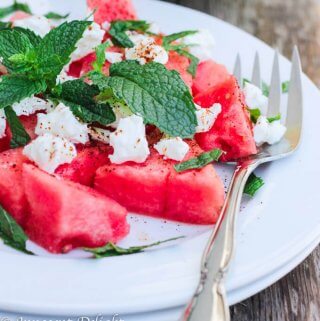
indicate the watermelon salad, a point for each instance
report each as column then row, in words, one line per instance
column 108, row 115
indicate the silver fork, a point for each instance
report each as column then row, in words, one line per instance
column 209, row 303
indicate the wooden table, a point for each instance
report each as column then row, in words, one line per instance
column 280, row 23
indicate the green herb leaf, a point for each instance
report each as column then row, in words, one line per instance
column 101, row 56
column 111, row 249
column 167, row 40
column 11, row 233
column 272, row 119
column 54, row 51
column 56, row 16
column 15, row 88
column 254, row 114
column 194, row 61
column 285, row 87
column 16, row 6
column 19, row 135
column 254, row 183
column 79, row 96
column 158, row 95
column 118, row 31
column 200, row 161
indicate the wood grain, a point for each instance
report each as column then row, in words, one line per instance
column 280, row 23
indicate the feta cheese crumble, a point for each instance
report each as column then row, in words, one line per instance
column 38, row 24
column 49, row 152
column 255, row 98
column 114, row 57
column 206, row 117
column 146, row 50
column 61, row 122
column 129, row 141
column 91, row 38
column 3, row 124
column 29, row 106
column 172, row 148
column 266, row 132
column 201, row 44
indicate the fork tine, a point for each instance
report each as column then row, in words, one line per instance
column 256, row 73
column 275, row 88
column 237, row 70
column 295, row 99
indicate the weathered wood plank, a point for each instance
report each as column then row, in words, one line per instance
column 281, row 24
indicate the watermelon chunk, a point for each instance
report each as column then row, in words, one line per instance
column 209, row 74
column 155, row 188
column 65, row 215
column 110, row 10
column 12, row 196
column 83, row 168
column 232, row 131
column 180, row 64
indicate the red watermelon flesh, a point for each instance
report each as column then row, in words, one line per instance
column 12, row 196
column 28, row 122
column 110, row 10
column 83, row 168
column 209, row 74
column 180, row 64
column 232, row 131
column 65, row 215
column 154, row 188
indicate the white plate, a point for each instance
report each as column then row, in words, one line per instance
column 276, row 230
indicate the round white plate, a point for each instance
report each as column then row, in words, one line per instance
column 276, row 229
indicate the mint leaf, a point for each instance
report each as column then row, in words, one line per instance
column 15, row 88
column 56, row 16
column 101, row 56
column 254, row 183
column 13, row 42
column 118, row 31
column 16, row 6
column 54, row 51
column 158, row 95
column 111, row 249
column 19, row 135
column 272, row 119
column 194, row 61
column 167, row 40
column 198, row 162
column 11, row 233
column 254, row 114
column 79, row 96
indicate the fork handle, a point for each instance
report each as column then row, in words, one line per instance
column 209, row 303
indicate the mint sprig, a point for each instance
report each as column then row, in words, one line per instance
column 11, row 233
column 19, row 135
column 253, row 184
column 111, row 249
column 158, row 95
column 118, row 31
column 200, row 161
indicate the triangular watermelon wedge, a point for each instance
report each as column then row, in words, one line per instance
column 232, row 131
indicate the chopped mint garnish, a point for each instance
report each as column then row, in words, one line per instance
column 56, row 16
column 19, row 135
column 200, row 161
column 16, row 6
column 254, row 183
column 158, row 95
column 254, row 114
column 111, row 249
column 79, row 96
column 101, row 56
column 11, row 233
column 118, row 31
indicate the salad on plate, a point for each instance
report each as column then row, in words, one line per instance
column 106, row 116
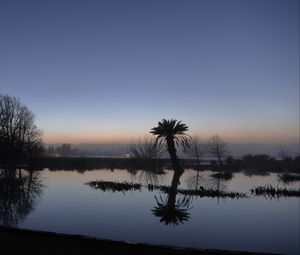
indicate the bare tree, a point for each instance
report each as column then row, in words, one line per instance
column 196, row 149
column 18, row 132
column 216, row 147
column 145, row 149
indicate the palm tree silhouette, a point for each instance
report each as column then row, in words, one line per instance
column 172, row 132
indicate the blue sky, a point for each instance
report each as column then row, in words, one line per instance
column 107, row 71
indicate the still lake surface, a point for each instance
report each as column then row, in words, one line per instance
column 61, row 201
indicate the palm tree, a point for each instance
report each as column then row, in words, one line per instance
column 172, row 132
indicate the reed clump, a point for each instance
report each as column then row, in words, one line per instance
column 287, row 178
column 273, row 192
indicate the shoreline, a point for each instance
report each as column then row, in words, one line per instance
column 17, row 240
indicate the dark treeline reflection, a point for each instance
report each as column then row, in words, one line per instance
column 19, row 193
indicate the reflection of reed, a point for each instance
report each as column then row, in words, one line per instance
column 131, row 186
column 114, row 186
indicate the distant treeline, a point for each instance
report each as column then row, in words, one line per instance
column 250, row 163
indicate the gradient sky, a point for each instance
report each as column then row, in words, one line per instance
column 107, row 71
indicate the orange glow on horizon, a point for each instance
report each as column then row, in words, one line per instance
column 229, row 137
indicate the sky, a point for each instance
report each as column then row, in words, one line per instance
column 108, row 71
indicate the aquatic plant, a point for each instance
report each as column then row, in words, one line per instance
column 270, row 191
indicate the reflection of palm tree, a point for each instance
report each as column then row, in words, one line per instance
column 170, row 210
column 173, row 133
column 196, row 181
column 19, row 191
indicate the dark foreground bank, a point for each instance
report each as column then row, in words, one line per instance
column 20, row 241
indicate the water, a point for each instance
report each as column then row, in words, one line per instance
column 61, row 201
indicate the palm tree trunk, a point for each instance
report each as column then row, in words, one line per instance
column 172, row 151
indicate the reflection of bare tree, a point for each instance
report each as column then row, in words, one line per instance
column 196, row 181
column 19, row 191
column 171, row 210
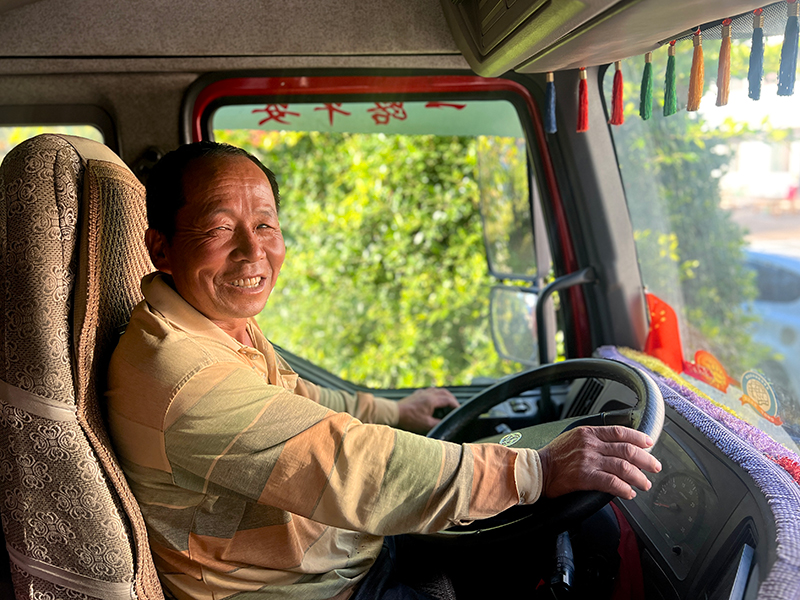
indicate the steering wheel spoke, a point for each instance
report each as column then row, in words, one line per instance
column 551, row 516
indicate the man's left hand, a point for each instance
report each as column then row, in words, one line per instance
column 416, row 411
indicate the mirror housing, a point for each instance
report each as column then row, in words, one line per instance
column 513, row 323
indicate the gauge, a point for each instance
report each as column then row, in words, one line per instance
column 678, row 504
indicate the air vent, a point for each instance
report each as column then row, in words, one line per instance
column 585, row 398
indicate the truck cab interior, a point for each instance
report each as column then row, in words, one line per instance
column 475, row 195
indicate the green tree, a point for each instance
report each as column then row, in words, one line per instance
column 385, row 281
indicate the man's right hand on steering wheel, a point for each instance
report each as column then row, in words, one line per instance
column 607, row 459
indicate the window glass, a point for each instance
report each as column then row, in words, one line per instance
column 11, row 136
column 713, row 197
column 385, row 281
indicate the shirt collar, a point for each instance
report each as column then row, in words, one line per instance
column 162, row 296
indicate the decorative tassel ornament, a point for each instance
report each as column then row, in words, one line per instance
column 646, row 93
column 670, row 91
column 756, row 70
column 617, row 116
column 698, row 73
column 583, row 103
column 550, row 104
column 724, row 68
column 788, row 70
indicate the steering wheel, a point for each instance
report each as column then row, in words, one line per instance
column 551, row 515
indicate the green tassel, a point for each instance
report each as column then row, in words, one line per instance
column 670, row 93
column 646, row 93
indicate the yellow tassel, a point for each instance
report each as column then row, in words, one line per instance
column 724, row 69
column 698, row 73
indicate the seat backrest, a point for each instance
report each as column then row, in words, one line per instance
column 72, row 217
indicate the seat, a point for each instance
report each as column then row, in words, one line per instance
column 71, row 222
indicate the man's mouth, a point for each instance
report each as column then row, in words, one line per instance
column 248, row 282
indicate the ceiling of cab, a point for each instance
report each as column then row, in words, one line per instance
column 533, row 36
column 210, row 28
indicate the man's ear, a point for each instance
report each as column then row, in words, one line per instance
column 157, row 245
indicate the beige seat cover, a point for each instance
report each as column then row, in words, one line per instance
column 72, row 218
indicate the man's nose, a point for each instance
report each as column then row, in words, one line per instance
column 249, row 246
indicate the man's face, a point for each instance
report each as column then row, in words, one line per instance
column 228, row 247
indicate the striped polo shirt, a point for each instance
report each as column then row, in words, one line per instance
column 258, row 484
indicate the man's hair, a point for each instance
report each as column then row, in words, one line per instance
column 165, row 183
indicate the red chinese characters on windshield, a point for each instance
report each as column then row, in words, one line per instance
column 276, row 112
column 386, row 111
column 382, row 113
column 333, row 108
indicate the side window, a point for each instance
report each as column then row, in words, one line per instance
column 386, row 281
column 776, row 283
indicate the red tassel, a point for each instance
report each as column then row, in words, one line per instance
column 583, row 103
column 617, row 118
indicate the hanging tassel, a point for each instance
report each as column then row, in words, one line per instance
column 788, row 70
column 550, row 104
column 646, row 93
column 756, row 71
column 670, row 92
column 583, row 103
column 724, row 68
column 698, row 73
column 617, row 118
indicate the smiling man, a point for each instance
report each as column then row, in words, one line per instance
column 254, row 482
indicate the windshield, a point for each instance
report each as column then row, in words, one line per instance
column 386, row 281
column 713, row 198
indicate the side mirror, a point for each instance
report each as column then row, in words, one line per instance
column 513, row 322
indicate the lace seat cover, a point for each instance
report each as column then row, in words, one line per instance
column 72, row 218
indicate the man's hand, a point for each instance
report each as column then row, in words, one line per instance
column 605, row 459
column 416, row 411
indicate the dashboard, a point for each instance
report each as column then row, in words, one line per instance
column 704, row 529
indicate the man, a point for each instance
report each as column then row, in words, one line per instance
column 253, row 480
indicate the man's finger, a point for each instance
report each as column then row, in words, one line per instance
column 625, row 471
column 617, row 433
column 633, row 454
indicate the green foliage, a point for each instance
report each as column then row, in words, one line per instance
column 385, row 281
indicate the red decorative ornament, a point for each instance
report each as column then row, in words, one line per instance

◇ ◇ ◇

Work required – Rewrite the entries from the line containing "indicate the steering wheel, a" through the line containing "column 157, row 245", substituting "roof of cab" for "ceiling of cab" and leaving everything else unchanged.

Solved problem –
indicate the steering wheel, a point for each instance
report each as column then row, in words, one line per instance
column 551, row 515
indicate the green tassel, a point for each instance
report each as column then row, in words, one line per instance
column 670, row 93
column 646, row 93
indicate the yellow tassel, a point for each instance
report each as column then row, in words, one line per instance
column 724, row 69
column 698, row 73
indicate the seat backrest, a point for each instance
report each as column then row, in words, one line per instance
column 72, row 217
indicate the seat, a point for each instance
report each as column then row, in words, one line per instance
column 71, row 222
indicate the man's mouth, a point for each instance
report each as column then row, in words, one line per instance
column 248, row 282
indicate the roof of cab, a point for each instance
report each as column then row, in words, one line per instance
column 533, row 36
column 210, row 28
indicate the man's ear, a point for each instance
report each as column then row, in words, one line per instance
column 157, row 245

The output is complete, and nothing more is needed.